-- begin Passage shown --
Jeremiah 39:1

1 In January of the ninth year of King Zedekiah’s reign, King Nebuchadnezzar of Babylon came with his entire army to besiege Jerusalem.

Jeremiah 39:1 Meaning and Commentary

Jeremiah 39:1

In the ninth year of Zedekiah king of Judah, in the tenth
month
The month Tebet, which answers to part of our December, and part of January; so that it was in the winter season the siege of Jerusalem began: came Nebuchadrezzar king of Babylon and all his army against Jerusalem,
and they besieged it;
provoked by Zedekiah's breaking covenant with him, and rebelling against him, who had set him upon his throne, in the room of his nephew; so that here was a mixture of perfidy and ingratitude, which he was determined to revenge; and being impatient of it, came at such an unseasonable time of the year for a long march and a siege. The king of Babylon came in person at first; but having begun the siege, and given proper orders to his generals for the carrying of it on, and supposing it would be a long one, retired to Riblah in Syria, either for pleasure or for business. The time of beginning the siege exactly agrees with the account in ( 2 Kings 25:1 ) ; only there it is more particular, expressing the day of the month, which was the tenth of it; and so in ( Jeremiah 52:4 ) . The reason of inserting the account of the siege and taking of the city, in this place, is both to show the exact accomplishment of Jeremiah's prophecies about it, and to lead on to some facts and predictions that followed it.
-- end Passage shown --
▶ **Aim**: In the Jeremiah 39:1 commentary, where did the king of Babylon go after starting the siege? The lines after this come from a different source.
-- begin Supplied material --
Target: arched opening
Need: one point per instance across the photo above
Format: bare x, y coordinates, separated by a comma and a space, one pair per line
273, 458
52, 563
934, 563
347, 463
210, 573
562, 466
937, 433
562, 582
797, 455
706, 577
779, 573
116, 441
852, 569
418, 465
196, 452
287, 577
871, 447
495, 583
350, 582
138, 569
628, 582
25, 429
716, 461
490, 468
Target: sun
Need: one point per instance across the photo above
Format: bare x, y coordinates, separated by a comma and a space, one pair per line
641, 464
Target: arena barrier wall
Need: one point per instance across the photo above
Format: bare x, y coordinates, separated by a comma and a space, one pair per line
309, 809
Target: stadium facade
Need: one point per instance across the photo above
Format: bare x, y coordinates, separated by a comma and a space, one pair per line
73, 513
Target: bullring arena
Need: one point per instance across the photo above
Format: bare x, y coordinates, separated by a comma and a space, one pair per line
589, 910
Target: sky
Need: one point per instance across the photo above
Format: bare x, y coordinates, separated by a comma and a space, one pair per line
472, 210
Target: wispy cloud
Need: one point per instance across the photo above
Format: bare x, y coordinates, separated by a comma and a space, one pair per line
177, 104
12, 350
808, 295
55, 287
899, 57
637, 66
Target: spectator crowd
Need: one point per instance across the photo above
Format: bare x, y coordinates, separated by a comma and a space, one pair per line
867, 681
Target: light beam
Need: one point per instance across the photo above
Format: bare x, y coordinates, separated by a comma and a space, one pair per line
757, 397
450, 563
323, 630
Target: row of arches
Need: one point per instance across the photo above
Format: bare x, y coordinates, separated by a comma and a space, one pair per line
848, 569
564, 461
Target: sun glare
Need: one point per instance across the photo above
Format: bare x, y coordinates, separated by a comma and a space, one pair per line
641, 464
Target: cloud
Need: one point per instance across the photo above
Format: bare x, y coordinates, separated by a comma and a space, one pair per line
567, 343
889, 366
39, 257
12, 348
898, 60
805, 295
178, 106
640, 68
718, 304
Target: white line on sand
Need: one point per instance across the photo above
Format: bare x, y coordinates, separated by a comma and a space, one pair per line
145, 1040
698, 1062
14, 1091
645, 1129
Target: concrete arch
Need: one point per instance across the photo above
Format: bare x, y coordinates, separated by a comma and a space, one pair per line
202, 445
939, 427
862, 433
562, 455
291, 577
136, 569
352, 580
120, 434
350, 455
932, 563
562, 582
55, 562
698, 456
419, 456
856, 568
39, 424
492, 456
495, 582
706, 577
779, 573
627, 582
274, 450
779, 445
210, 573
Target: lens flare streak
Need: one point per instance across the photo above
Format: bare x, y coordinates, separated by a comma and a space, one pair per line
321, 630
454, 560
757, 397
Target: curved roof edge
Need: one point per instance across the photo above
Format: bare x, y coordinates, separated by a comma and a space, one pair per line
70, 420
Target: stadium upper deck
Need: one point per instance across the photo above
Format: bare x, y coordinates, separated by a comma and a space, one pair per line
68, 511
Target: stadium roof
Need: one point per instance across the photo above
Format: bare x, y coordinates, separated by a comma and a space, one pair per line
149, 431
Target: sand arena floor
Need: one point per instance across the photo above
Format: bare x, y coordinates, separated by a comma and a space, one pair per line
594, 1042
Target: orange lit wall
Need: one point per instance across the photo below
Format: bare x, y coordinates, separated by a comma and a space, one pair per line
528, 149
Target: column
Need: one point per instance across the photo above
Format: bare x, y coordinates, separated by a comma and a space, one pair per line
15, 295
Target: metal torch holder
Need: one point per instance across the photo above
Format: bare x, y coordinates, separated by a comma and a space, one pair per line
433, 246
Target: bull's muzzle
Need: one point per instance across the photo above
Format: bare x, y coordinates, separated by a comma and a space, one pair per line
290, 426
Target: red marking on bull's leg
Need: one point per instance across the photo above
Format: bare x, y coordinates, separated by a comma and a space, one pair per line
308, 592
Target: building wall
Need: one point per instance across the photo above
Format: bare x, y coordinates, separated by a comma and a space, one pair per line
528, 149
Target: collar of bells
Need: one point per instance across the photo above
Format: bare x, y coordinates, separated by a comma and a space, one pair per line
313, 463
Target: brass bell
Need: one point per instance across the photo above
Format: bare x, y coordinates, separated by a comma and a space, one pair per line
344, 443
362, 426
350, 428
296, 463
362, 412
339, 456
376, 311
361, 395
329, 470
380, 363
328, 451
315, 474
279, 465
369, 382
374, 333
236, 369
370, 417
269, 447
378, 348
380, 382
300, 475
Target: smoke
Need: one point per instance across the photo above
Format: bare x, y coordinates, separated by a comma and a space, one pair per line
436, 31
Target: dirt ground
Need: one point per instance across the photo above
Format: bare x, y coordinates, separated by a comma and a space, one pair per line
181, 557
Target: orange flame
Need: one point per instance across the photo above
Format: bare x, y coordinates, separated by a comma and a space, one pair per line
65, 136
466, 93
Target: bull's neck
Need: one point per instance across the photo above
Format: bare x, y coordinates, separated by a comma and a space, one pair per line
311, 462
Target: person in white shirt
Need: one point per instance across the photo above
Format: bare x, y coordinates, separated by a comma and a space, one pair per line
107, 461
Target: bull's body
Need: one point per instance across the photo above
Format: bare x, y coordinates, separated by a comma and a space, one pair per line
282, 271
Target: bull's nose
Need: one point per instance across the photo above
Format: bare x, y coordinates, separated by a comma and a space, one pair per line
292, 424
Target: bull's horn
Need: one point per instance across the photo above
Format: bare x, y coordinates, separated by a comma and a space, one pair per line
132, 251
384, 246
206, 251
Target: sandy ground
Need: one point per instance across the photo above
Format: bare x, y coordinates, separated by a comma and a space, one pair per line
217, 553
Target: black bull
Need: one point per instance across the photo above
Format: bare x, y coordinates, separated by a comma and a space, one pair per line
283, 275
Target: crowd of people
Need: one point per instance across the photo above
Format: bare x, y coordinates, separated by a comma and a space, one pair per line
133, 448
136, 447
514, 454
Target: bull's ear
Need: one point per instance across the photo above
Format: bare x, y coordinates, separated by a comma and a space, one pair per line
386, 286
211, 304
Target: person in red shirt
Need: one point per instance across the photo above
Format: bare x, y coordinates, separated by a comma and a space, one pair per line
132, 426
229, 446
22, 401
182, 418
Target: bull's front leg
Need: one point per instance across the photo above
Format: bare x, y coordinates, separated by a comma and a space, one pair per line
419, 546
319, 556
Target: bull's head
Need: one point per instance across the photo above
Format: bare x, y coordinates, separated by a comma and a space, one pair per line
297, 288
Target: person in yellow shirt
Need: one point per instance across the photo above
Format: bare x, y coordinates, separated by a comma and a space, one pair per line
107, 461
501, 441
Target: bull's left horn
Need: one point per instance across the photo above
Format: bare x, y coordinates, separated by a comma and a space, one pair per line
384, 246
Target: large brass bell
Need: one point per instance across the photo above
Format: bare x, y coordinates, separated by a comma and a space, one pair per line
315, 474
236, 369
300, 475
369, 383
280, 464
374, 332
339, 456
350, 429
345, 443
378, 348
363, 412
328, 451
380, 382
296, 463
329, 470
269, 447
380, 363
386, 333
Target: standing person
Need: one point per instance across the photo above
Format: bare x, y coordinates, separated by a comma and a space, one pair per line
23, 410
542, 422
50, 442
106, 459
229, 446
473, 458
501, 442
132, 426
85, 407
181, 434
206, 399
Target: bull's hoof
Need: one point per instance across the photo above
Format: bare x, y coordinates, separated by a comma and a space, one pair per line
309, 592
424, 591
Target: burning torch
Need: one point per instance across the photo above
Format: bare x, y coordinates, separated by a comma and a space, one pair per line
-- end Supplied material --
▶ **Exercise response**: He retired to Riblah in Syria.